#### EXTRACT:
[Start of section]

Researchers at Kaspersky have just published their analysis of a brand-new piece of malware called Lotus Wiper, used in a destructive campaign against Venezuela’s energy and utilities sector at the end of 2025 and into early 2026. The word “wiper” is the important part. This isn’t ransomware. There’s no demand for money, no decryption key on offer, no negotiation. The goal is simply to destroy.

What Lotus Wiper Actually Does

The attack runs in stages, and what’s striking is how many of them use tools that come built into Windows itself – the same tools your IT person uses every day.

First, two batch scripts run across the network to weaken defenses. They disable user accounts, force everyone logged in to log off, block cached logins, and shut down network interfaces to isolate machines so they can’t call for help.

Then the wiper itself fires. And it doesn’t just delete files – it goes after the very things that would let you recover:

  • Deletes Windows restore points through the System Restore API. Your built-in safety net is gone.

[End of section]

#### LISTED RECORDS:
[Start of section]

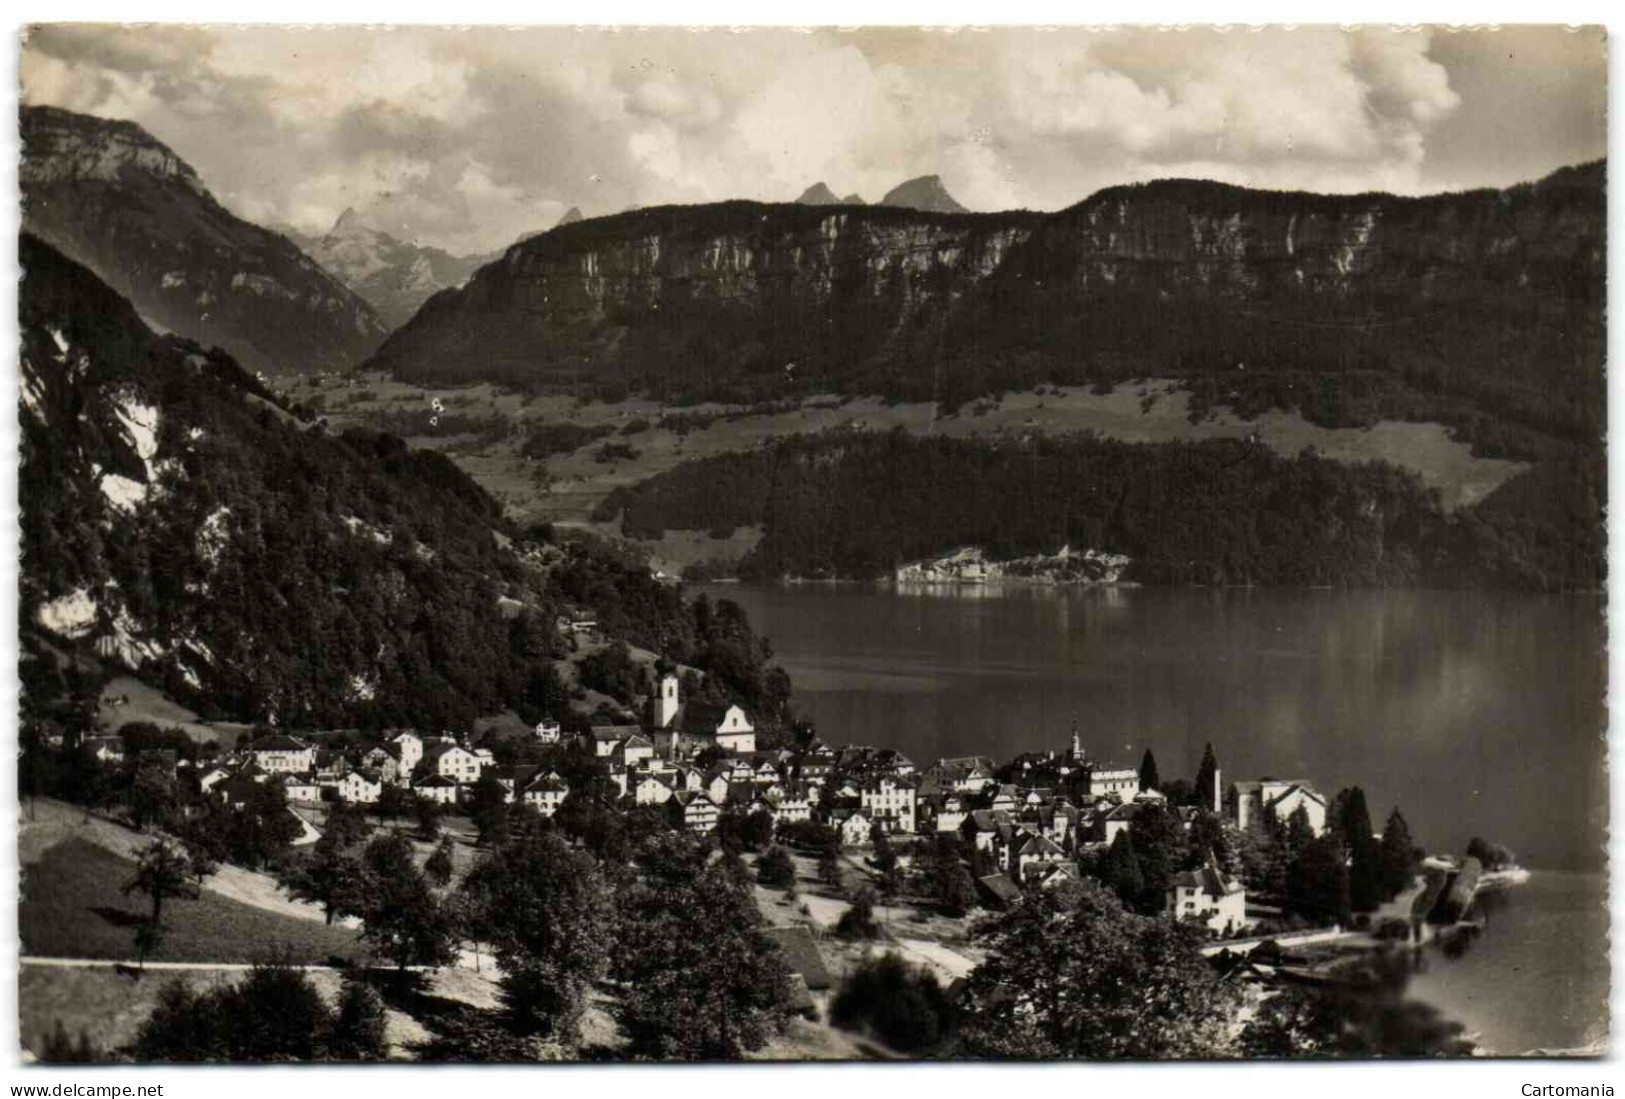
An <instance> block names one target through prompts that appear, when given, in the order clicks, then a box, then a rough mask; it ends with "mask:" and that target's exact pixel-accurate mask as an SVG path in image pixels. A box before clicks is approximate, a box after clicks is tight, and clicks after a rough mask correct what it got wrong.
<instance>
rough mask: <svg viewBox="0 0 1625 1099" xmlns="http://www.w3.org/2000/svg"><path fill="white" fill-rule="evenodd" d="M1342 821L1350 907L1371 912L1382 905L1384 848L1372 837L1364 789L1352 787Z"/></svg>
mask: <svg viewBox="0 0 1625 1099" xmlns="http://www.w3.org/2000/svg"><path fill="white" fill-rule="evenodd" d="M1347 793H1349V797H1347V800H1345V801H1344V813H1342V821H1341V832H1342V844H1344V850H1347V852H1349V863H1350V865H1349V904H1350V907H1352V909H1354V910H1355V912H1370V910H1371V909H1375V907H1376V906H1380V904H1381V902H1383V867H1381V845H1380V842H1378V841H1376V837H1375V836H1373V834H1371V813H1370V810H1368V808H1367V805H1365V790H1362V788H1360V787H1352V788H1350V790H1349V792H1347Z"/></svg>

[End of section]
[Start of section]

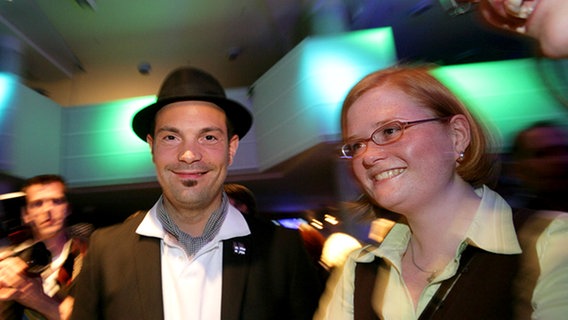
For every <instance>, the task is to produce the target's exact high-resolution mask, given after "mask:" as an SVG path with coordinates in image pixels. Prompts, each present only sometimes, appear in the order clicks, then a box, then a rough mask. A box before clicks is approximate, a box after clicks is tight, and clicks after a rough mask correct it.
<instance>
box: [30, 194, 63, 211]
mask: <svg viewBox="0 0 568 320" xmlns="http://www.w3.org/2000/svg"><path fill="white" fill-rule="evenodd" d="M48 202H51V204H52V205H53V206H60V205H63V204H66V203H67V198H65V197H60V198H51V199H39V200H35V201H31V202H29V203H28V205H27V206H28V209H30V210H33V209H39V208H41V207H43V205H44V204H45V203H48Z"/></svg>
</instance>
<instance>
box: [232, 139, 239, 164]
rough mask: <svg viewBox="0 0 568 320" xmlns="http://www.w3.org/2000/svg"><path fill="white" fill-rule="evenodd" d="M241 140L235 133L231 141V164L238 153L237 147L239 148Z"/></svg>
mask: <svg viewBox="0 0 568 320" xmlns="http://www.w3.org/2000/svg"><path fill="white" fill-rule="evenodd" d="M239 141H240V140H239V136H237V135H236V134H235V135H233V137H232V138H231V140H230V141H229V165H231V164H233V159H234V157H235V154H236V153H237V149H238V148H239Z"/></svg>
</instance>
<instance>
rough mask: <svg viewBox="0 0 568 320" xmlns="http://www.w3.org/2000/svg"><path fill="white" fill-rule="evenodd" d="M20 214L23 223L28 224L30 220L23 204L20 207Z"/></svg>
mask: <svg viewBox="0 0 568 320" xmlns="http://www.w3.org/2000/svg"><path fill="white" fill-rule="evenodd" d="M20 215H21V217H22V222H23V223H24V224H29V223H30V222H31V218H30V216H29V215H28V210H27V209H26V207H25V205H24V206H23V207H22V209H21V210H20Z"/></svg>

[End of section]

#### DIRECTIVE 1:
Rewrite the paragraph of the Lotus Wiper article beginning "First, two batch scripts" as a short bulleted list that keeps its main facts.
#### DIRECTIVE 2:
Reproduce the Lotus Wiper article word for word, from "First, two batch" up to and including "call for help.".
The listing comes from a different source than the article.

#### EXERCISE OUTPUT 1:
Two batch scripts run across the network to weaken defenses:
- Disable user accounts
- Force all logged-in users to log off
- Block cached logins
- Shut down network interfaces, isolating machines so they can't call for help

#### EXERCISE OUTPUT 2:
First, two batch scripts run across the network to weaken defenses. They disable user accounts, force everyone logged in to log off, block cached logins, and shut down network interfaces to isolate machines so they can’t call for help.